**TEXTE FOURNI:**
Saison 2.5 : #MeToo

Réflexions humoristiques d'une sexa.

Billet

metoo.jpgDans cette rue bourgeoise déserte, il avançait d’un pas sûr, les pans de son imperméable voletant, au moment de se croiser, je remarquai de suite que quelque chose d’autre prenait l’air. Sur le coup je trouvai comique qu’on oublie à ce point-là de remonter sa braguette surtout en l’absence de slip.
Il ne faisait même pas chaud.
Rentrée à la maison peu après ma sœur qui était encore en primaire, ma mère me demanda de suite :
- Tu n’as rien vu de bizarre ?
- ?
- Un homme ?
- Ah si ! C’était marrant, son zizi ballottait !
Enfin, j’ai sans doute dû dire balançait mais certainement pas branlait, en ce début d’adolescence, je ne connaissais ni le sens propre et encore moins le sens figuré de ce verbe.
Ça n’a pas traîné, un coup de fil plus tard et les flics débarquaient et nous eûmes droit à une visite exaltante de repérage du quartier dans le combi VW, on ne le revit jamais mais franchement, en fait, rien que pour la balade, j’aurais bien voulu recroiser pervers pépère !

...

Un peu plus âgée, je descends la rue familiale bien en pente et trois jeunes mecs la montent.

**CONSIGNE:** Dans le billet sur #MeToo, à bord de quel véhicule les policiers ont-ils fait faire le repérage du quartier ? Le matériel qui suit n'intervient en rien ici.

**DONNÉES FOURNIES:**
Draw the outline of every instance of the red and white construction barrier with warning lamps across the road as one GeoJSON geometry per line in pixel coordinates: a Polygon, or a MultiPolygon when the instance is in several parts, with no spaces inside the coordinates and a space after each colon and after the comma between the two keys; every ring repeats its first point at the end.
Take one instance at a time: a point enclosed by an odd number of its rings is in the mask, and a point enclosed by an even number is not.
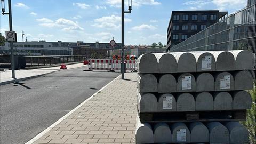
{"type": "MultiPolygon", "coordinates": [[[[121,60],[89,59],[89,69],[97,70],[120,70],[121,60]]],[[[136,60],[125,60],[126,70],[136,69],[136,60]]]]}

**RÉPONSE ATTENDUE:** Dans le combi VW.